[Directions]: Copy out, word for word, the part of the data below that begins with the line containing "Exercise. Point out each instance of the steep" and runs through the end of the data, including both its first and last lines.

** start of Data records **

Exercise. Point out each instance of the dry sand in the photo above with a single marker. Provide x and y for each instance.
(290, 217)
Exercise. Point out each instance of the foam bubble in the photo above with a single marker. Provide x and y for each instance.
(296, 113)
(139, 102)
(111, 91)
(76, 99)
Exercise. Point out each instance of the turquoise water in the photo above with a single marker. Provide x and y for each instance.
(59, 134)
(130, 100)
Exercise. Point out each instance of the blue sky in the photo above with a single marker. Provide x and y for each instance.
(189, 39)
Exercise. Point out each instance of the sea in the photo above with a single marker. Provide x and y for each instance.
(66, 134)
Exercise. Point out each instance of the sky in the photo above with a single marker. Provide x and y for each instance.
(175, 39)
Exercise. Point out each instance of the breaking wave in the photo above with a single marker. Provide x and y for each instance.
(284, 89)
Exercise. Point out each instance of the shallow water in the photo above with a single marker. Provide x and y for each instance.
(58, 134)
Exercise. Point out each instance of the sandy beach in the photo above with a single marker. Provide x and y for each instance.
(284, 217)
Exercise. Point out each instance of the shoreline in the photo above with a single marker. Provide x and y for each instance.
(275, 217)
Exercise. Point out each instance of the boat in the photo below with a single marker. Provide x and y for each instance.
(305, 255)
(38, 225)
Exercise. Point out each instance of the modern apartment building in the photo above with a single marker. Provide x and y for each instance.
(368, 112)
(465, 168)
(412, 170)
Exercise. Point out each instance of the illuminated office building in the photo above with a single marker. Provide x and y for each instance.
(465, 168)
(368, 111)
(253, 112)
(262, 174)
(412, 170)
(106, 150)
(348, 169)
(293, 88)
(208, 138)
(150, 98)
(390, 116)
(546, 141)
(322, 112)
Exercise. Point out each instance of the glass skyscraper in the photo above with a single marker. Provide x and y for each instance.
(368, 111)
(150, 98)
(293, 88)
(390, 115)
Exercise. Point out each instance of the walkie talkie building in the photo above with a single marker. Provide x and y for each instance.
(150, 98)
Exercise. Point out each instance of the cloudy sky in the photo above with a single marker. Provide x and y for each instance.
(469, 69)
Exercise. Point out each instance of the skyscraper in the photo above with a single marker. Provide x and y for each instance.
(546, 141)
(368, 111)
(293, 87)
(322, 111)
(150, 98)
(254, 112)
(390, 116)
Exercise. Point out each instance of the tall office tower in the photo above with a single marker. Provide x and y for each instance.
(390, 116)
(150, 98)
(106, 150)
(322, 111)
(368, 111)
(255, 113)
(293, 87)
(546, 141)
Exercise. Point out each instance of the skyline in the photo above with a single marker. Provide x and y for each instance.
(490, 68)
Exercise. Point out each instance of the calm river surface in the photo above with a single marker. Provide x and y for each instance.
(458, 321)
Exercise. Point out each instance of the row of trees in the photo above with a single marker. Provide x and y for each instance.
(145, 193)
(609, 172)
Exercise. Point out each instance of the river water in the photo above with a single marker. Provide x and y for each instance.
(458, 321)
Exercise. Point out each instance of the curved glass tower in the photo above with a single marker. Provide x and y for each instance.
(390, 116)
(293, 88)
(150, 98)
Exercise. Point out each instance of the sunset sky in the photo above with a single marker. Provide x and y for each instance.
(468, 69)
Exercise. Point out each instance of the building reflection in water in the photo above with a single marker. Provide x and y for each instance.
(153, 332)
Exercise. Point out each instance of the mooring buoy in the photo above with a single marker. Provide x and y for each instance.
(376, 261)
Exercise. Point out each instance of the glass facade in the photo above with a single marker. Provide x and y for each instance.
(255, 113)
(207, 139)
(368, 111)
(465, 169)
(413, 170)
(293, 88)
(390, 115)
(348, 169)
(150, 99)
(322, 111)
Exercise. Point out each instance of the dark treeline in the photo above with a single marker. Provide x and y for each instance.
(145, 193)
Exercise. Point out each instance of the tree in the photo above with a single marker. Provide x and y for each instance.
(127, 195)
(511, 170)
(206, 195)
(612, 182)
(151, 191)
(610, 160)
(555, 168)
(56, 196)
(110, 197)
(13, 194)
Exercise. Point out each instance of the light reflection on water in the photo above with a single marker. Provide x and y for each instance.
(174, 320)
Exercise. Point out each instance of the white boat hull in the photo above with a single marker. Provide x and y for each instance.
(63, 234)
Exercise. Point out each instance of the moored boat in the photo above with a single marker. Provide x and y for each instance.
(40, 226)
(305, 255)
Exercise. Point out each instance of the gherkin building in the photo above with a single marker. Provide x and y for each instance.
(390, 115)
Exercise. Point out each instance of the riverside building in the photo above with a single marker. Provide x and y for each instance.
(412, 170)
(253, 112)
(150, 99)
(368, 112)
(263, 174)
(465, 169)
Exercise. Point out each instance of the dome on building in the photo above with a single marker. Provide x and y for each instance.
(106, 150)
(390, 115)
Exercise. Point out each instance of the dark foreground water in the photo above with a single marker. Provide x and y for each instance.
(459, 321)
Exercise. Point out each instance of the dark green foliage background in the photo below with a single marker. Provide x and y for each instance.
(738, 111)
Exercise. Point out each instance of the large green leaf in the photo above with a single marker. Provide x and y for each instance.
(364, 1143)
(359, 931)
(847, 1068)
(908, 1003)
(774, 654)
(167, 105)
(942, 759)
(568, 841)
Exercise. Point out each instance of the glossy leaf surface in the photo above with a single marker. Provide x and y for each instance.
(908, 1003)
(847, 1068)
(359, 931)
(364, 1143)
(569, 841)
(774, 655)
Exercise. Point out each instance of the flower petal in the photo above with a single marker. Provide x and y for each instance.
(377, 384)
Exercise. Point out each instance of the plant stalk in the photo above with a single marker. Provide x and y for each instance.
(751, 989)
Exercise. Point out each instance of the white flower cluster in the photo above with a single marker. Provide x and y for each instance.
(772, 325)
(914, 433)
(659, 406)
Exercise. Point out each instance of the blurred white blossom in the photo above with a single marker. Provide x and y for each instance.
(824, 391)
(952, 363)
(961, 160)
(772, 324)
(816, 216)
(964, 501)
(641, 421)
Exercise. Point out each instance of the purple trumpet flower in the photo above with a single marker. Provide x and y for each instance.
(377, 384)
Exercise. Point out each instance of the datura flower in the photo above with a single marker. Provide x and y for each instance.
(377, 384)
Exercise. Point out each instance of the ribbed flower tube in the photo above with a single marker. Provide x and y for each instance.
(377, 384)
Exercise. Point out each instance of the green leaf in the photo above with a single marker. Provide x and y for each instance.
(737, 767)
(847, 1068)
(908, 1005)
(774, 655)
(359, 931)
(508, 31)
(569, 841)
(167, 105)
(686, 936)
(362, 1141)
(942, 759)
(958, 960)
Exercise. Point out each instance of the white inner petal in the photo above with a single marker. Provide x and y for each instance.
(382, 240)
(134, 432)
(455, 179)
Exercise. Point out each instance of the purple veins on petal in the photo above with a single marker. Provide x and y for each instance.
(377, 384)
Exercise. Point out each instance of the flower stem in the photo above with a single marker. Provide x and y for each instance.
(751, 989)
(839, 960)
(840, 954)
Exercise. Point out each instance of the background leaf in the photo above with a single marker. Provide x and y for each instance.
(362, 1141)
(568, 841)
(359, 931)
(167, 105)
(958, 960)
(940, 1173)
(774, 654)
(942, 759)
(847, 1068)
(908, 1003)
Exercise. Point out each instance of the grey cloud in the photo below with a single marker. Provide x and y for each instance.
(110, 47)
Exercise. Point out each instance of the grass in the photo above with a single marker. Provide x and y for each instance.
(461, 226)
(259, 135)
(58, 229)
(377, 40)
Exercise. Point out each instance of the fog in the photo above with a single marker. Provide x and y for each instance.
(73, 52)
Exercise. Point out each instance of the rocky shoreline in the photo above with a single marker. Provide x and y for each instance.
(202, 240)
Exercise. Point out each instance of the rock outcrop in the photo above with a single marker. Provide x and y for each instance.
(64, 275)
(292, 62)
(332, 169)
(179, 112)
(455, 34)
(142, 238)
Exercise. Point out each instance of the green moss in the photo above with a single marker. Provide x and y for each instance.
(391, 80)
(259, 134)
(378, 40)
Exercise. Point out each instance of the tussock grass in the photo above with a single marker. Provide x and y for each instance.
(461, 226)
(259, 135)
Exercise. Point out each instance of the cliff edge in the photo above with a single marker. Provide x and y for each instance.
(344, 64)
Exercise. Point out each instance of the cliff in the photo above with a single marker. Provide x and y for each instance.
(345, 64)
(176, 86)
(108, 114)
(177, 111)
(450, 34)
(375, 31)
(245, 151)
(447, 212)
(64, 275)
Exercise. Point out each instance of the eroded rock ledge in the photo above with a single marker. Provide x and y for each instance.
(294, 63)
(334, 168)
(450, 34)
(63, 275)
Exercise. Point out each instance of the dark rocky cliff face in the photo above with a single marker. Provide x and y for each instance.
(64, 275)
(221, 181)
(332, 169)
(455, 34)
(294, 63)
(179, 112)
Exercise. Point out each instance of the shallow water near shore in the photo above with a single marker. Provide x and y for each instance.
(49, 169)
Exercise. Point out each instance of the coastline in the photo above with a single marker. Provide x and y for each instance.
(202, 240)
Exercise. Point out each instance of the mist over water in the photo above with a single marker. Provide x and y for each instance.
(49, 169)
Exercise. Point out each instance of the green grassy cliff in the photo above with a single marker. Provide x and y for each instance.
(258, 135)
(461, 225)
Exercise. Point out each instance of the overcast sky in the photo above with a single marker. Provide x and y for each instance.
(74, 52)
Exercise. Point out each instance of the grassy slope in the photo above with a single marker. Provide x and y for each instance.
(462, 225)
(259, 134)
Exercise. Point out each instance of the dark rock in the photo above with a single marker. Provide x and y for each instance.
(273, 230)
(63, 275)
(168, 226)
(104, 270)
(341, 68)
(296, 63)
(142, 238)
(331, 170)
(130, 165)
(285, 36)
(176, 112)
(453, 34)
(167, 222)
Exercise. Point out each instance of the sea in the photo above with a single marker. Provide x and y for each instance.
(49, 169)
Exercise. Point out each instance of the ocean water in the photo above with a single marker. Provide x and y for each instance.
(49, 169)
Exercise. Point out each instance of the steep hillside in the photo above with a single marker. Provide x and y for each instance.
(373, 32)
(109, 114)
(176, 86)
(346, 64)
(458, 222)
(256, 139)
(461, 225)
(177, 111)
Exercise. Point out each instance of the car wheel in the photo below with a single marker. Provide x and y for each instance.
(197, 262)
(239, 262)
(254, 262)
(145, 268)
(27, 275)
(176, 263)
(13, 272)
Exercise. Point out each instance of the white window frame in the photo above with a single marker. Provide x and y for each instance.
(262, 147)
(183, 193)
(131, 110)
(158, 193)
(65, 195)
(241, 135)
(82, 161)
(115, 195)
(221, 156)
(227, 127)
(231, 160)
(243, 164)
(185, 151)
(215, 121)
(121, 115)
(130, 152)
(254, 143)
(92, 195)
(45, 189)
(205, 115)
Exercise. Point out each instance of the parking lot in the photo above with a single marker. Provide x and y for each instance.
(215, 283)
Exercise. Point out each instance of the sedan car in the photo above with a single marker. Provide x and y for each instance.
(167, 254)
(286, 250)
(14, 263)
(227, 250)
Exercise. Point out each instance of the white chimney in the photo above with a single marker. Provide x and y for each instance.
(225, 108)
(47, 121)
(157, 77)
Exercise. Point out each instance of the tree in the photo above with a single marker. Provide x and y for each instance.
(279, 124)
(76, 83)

** end of Data records **

[Completed exercise]:
Exercise. Point out each instance of the steep hillside in the photo above with a single marker. Provide x and y for each instance.
(373, 32)
(109, 114)
(176, 86)
(346, 64)
(458, 222)
(256, 139)
(461, 225)
(177, 111)
Exercise. Point out each instance of the car wheel in the photo below with a single marker. Provide x and y for each instance.
(197, 262)
(239, 262)
(254, 262)
(145, 268)
(27, 275)
(176, 263)
(13, 272)
Exercise. Point out each instance of the white window frame in the photo above with a single marker. Provide x and y for each instance.
(262, 147)
(183, 193)
(131, 110)
(158, 193)
(65, 195)
(241, 135)
(82, 161)
(115, 195)
(221, 156)
(227, 127)
(231, 160)
(243, 164)
(185, 151)
(215, 121)
(121, 115)
(130, 152)
(254, 143)
(92, 195)
(45, 189)
(205, 115)
Exercise. Point out each instance of the parking lot in the photo above with a single marker. Provide x and y for each instance.
(215, 283)
Exercise. Point out each instance of the sedan car in the photo above with a single marker. Provide x and y for each instance.
(167, 254)
(286, 250)
(14, 263)
(227, 250)
Exercise. Point out each instance of the white chimney in the photo above with a single marker. Provide x and y for each instance.
(225, 108)
(47, 121)
(157, 77)
Exercise. Point out each instance of the tree in the photo above with a single marker. Provide x and y for each instance.
(279, 124)
(76, 83)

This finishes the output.